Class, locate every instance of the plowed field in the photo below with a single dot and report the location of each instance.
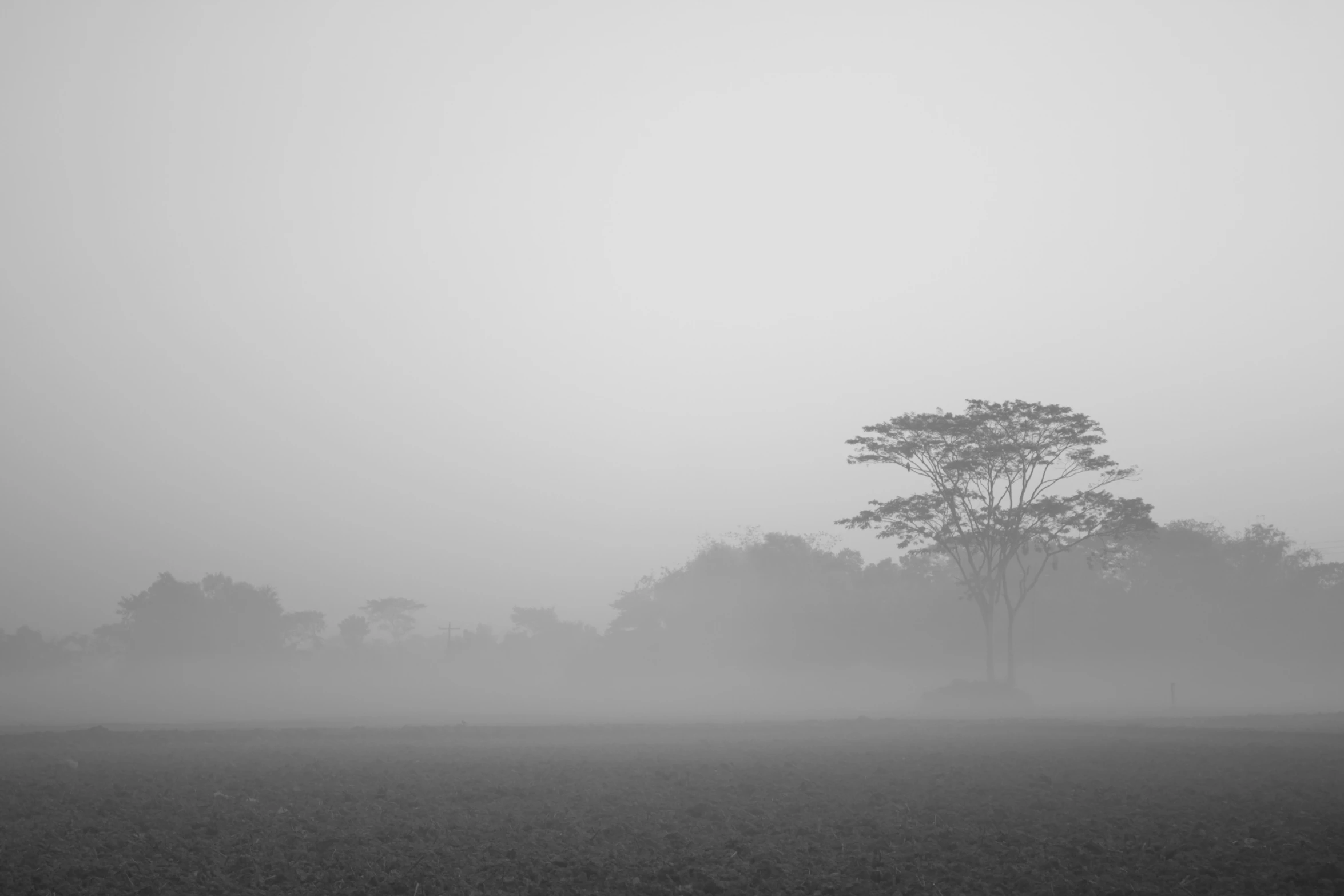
(824, 808)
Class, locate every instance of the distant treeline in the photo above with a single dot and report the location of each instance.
(769, 601)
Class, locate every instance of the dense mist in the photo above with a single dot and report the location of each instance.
(758, 626)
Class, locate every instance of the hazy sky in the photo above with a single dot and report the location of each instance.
(488, 302)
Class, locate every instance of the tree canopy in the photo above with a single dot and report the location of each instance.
(999, 507)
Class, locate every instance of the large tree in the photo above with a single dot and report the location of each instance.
(999, 505)
(394, 616)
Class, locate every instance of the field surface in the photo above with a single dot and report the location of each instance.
(822, 808)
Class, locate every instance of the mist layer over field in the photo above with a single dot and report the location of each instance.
(774, 626)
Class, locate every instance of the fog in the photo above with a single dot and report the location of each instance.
(490, 306)
(760, 626)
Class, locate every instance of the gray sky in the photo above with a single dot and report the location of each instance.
(487, 304)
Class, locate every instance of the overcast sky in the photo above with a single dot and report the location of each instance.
(490, 302)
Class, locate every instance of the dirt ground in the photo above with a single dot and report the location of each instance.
(866, 806)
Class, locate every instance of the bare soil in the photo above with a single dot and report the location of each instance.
(820, 808)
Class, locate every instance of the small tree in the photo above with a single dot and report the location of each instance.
(304, 626)
(394, 616)
(995, 509)
(354, 631)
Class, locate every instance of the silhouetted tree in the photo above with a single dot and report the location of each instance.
(394, 616)
(773, 599)
(213, 617)
(352, 631)
(995, 509)
(305, 626)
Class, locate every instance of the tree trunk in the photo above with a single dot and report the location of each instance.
(987, 616)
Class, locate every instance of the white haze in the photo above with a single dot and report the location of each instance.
(495, 304)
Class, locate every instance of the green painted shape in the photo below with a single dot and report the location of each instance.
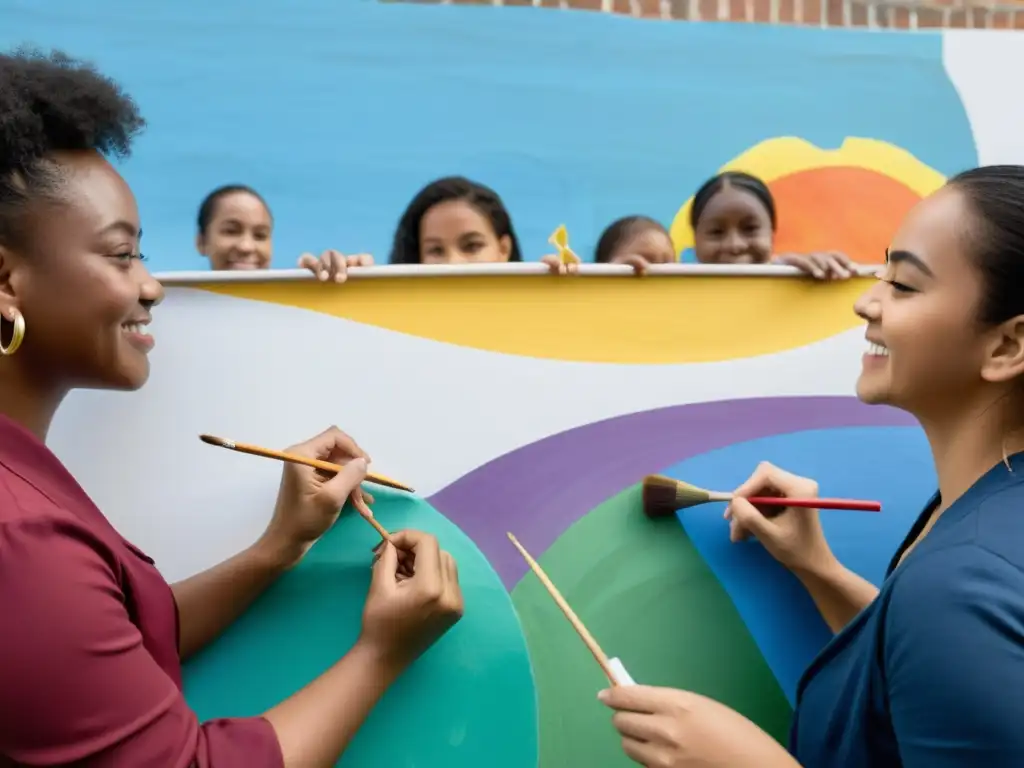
(468, 701)
(645, 593)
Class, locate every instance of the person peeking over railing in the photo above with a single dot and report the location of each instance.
(235, 230)
(734, 222)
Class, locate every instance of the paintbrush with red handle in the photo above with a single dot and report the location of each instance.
(664, 496)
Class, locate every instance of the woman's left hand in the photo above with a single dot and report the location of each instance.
(830, 265)
(333, 265)
(309, 502)
(670, 728)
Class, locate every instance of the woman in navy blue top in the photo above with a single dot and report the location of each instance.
(927, 672)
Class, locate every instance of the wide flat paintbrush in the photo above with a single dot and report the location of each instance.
(664, 496)
(245, 448)
(612, 668)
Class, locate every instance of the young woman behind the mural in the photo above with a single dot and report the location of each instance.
(93, 637)
(928, 672)
(454, 220)
(235, 230)
(734, 221)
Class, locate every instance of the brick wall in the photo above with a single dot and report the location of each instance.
(901, 14)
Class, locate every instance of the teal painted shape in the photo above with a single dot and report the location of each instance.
(470, 700)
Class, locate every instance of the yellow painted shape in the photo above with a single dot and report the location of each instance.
(560, 240)
(593, 320)
(776, 158)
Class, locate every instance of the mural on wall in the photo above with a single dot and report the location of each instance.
(573, 118)
(524, 425)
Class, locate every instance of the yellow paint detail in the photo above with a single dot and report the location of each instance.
(776, 158)
(590, 320)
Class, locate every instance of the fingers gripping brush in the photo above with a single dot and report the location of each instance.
(664, 497)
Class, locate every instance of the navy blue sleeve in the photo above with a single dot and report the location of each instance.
(953, 659)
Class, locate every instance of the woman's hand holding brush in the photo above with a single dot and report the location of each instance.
(794, 537)
(308, 502)
(414, 598)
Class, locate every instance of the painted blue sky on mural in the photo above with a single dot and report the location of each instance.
(338, 112)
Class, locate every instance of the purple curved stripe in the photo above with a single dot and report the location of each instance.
(539, 491)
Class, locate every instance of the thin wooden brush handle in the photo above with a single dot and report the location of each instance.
(852, 504)
(578, 625)
(246, 448)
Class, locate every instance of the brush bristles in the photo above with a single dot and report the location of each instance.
(664, 497)
(658, 496)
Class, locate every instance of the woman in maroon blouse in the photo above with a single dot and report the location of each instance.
(91, 636)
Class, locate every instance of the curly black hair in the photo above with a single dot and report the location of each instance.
(406, 248)
(50, 102)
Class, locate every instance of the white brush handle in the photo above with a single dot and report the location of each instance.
(622, 676)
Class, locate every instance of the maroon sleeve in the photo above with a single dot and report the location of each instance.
(76, 683)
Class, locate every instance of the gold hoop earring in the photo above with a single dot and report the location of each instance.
(16, 337)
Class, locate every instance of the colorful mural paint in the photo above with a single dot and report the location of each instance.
(515, 429)
(574, 118)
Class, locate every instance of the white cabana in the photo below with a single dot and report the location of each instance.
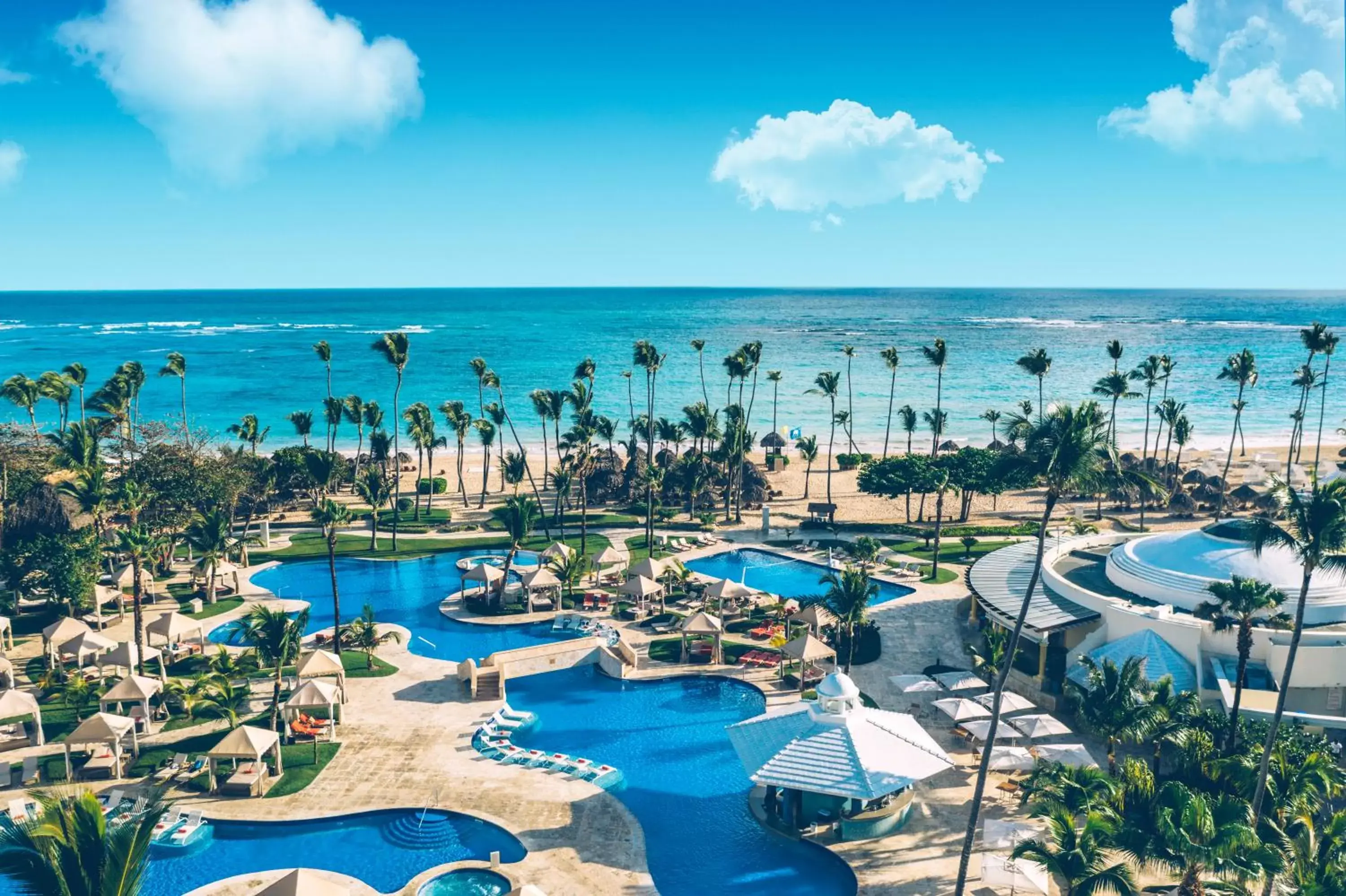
(321, 664)
(1040, 726)
(1010, 703)
(103, 730)
(249, 744)
(136, 691)
(303, 883)
(15, 704)
(1066, 755)
(914, 684)
(959, 681)
(961, 709)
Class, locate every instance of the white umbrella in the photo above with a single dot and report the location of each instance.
(961, 709)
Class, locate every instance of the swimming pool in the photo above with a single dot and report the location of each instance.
(385, 849)
(778, 575)
(682, 778)
(406, 592)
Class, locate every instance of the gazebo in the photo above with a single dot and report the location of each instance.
(836, 761)
(103, 730)
(319, 664)
(543, 580)
(247, 743)
(132, 689)
(703, 625)
(15, 704)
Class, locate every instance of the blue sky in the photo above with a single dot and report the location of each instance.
(581, 144)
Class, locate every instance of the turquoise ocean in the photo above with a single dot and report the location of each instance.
(252, 352)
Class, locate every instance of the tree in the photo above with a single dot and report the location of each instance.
(395, 349)
(1315, 533)
(1080, 859)
(73, 849)
(333, 517)
(1066, 452)
(1240, 369)
(1239, 605)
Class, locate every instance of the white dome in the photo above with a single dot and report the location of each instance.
(1177, 568)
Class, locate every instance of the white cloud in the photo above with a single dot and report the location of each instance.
(224, 85)
(11, 162)
(1274, 88)
(847, 157)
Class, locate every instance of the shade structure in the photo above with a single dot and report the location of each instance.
(303, 883)
(1075, 755)
(961, 709)
(19, 703)
(836, 746)
(1040, 726)
(959, 680)
(1010, 703)
(914, 684)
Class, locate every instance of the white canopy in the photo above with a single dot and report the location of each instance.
(836, 746)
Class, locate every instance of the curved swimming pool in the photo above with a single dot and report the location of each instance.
(406, 592)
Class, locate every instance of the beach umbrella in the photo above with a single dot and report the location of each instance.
(961, 709)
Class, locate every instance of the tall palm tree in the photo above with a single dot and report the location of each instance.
(1080, 859)
(937, 357)
(73, 848)
(848, 596)
(1314, 532)
(395, 349)
(1240, 369)
(23, 392)
(1239, 605)
(1066, 452)
(1037, 364)
(808, 448)
(276, 641)
(826, 384)
(333, 517)
(303, 422)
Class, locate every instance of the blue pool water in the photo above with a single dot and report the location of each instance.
(406, 592)
(385, 849)
(682, 779)
(778, 575)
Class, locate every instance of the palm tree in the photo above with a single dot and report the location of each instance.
(1315, 533)
(1240, 369)
(827, 384)
(363, 634)
(1239, 605)
(23, 392)
(376, 491)
(1066, 451)
(808, 448)
(848, 598)
(1037, 364)
(276, 639)
(74, 849)
(325, 354)
(937, 356)
(395, 349)
(1080, 859)
(303, 422)
(333, 517)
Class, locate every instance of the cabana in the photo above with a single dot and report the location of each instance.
(132, 689)
(251, 744)
(319, 664)
(103, 730)
(15, 704)
(703, 625)
(543, 580)
(836, 761)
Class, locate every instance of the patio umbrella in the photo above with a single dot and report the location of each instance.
(961, 709)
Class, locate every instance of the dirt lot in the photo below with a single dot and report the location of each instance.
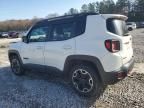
(44, 90)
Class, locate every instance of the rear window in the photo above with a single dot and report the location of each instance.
(117, 26)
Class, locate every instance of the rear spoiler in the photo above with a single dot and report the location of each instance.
(116, 16)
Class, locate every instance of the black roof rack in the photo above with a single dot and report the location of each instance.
(70, 16)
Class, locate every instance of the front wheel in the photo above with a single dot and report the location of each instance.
(16, 65)
(85, 81)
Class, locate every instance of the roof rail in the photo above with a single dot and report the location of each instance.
(74, 15)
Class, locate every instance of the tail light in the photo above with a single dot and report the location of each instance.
(112, 45)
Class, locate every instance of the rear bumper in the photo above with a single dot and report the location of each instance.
(117, 75)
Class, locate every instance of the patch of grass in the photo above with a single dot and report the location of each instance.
(3, 46)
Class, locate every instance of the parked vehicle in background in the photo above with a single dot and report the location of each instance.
(13, 34)
(91, 56)
(140, 24)
(131, 26)
(4, 35)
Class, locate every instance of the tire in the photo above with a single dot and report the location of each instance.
(85, 81)
(16, 65)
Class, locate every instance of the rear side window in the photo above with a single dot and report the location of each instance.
(117, 26)
(62, 31)
(80, 26)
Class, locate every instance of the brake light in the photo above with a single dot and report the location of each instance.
(112, 45)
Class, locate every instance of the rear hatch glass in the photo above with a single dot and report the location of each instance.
(117, 26)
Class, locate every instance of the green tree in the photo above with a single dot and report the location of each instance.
(72, 11)
(91, 7)
(84, 8)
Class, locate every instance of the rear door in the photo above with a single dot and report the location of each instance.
(33, 51)
(60, 45)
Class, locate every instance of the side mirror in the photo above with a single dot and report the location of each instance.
(24, 39)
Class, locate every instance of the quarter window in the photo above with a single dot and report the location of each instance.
(38, 34)
(62, 32)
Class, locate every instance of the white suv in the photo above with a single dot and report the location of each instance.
(91, 49)
(131, 26)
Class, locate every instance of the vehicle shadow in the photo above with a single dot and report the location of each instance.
(41, 89)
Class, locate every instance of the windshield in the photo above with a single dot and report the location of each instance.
(117, 26)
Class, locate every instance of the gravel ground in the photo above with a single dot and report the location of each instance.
(45, 90)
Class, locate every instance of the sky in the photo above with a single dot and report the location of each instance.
(27, 9)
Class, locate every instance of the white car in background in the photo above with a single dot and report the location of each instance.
(131, 26)
(91, 49)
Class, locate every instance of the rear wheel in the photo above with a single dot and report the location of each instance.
(130, 29)
(85, 81)
(16, 65)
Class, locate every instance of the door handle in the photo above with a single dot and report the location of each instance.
(39, 47)
(67, 47)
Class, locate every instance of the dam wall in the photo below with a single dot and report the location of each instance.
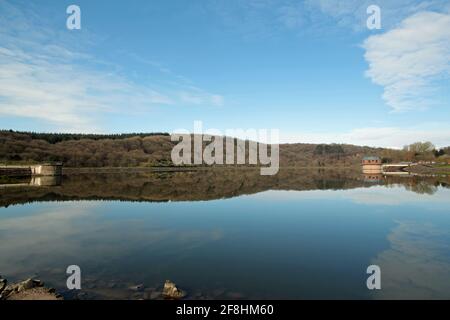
(31, 170)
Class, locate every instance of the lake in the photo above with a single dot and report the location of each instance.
(230, 234)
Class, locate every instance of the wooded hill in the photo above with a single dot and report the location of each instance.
(154, 149)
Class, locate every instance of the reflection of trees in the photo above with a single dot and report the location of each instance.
(422, 187)
(206, 184)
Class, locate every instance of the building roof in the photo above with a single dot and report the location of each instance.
(371, 158)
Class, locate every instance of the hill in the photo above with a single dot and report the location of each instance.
(154, 149)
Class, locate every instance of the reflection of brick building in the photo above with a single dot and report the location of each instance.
(371, 165)
(371, 160)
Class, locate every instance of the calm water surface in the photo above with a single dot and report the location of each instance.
(260, 239)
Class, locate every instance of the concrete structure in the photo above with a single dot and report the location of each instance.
(371, 165)
(46, 169)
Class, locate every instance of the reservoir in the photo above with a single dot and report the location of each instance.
(231, 234)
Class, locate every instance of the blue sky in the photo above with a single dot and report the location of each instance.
(308, 68)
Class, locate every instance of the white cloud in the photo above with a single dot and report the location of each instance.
(352, 13)
(390, 137)
(408, 60)
(44, 77)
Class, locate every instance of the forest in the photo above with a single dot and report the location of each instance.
(154, 149)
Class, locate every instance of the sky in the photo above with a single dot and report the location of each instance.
(311, 68)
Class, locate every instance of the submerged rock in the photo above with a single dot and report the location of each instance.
(138, 287)
(171, 291)
(29, 289)
(3, 284)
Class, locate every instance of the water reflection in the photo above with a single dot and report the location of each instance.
(301, 235)
(200, 185)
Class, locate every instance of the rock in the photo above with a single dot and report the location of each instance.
(155, 295)
(3, 285)
(29, 289)
(138, 287)
(171, 291)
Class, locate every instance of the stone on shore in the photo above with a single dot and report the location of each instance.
(171, 291)
(29, 289)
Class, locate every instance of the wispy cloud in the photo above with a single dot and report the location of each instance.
(352, 13)
(408, 60)
(390, 137)
(43, 77)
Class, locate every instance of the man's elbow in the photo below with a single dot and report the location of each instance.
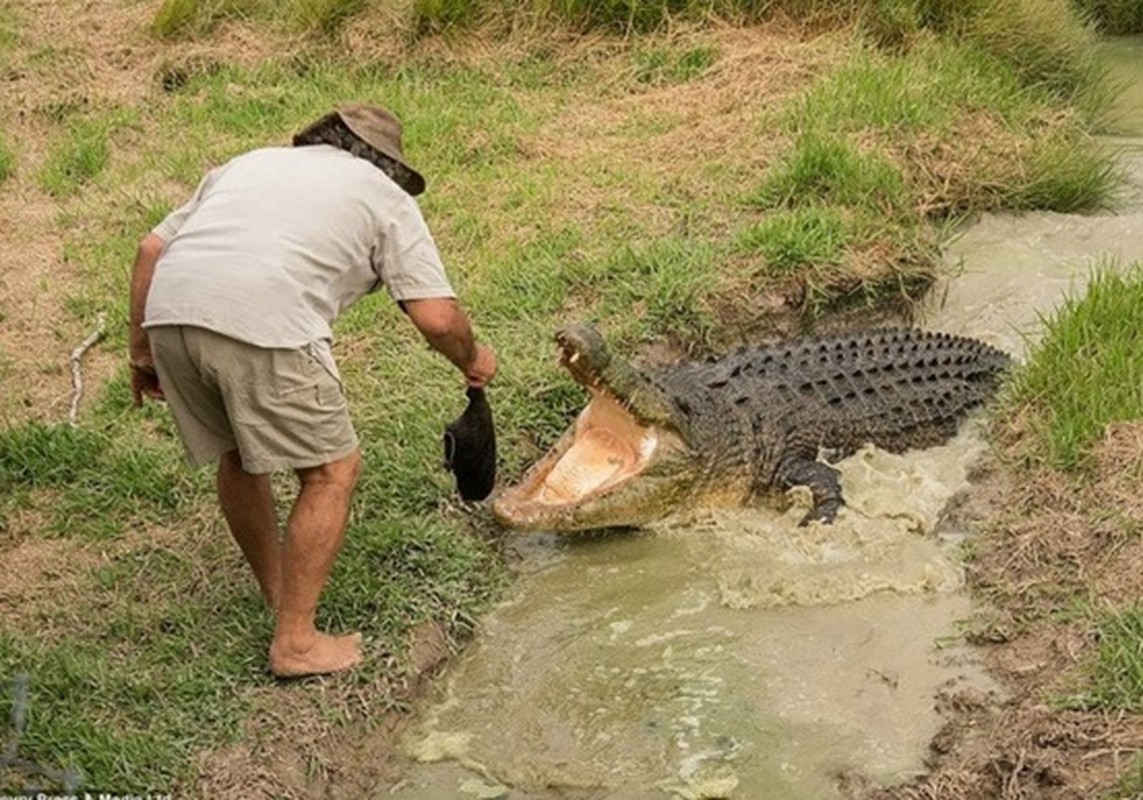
(151, 247)
(439, 318)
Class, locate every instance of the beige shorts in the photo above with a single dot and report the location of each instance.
(281, 409)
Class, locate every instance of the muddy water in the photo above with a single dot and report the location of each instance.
(733, 654)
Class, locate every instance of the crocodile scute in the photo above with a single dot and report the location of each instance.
(654, 440)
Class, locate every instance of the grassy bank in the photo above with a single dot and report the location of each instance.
(692, 185)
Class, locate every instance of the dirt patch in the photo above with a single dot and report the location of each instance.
(293, 750)
(1041, 543)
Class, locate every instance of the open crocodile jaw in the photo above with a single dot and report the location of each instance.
(604, 449)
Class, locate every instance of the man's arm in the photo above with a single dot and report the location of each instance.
(144, 380)
(446, 328)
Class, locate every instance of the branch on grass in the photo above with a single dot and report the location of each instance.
(77, 359)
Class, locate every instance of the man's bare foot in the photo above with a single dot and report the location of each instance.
(322, 655)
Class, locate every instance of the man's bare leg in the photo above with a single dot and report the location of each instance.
(248, 505)
(313, 535)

==========

EXERCISE AIM —
Return everything from the line containing "Class, locate every instance of the muddy" down to the last line of the items, copied word for word with both ends included.

WORKED ANSWER —
Class, locate every instance of the muddy water in the photo above with a single dot and report the location of each instance.
(733, 654)
Class, locate every instance of the crocodile scute in the photo above with a single dot and report the location of each instance.
(654, 440)
Class, locate every instance of the grassy bank in the photo above with a single dot and report the location of each instance.
(692, 185)
Class, locate every instance of the dirt patch in the photo above with a single dot and report the location of each instance.
(293, 750)
(1041, 543)
Class, locate every instance of the open crocodile jaw in the photo above with a single dot and report the location of each instance.
(604, 449)
Class, locate every instance of the man's arm in the photo above with a single dot and report the location of each instance.
(144, 380)
(446, 328)
Class, locate every instance of the branch on grass in the photo above with a single dot and report the location of each instance.
(77, 359)
Class, locate every instance of the man's bare foot in the photo above with a single dot and report the location of each instance.
(322, 655)
Class, locate every instance of the man's bare leg in the photo above with a single dot and report the location of each instance.
(248, 505)
(313, 535)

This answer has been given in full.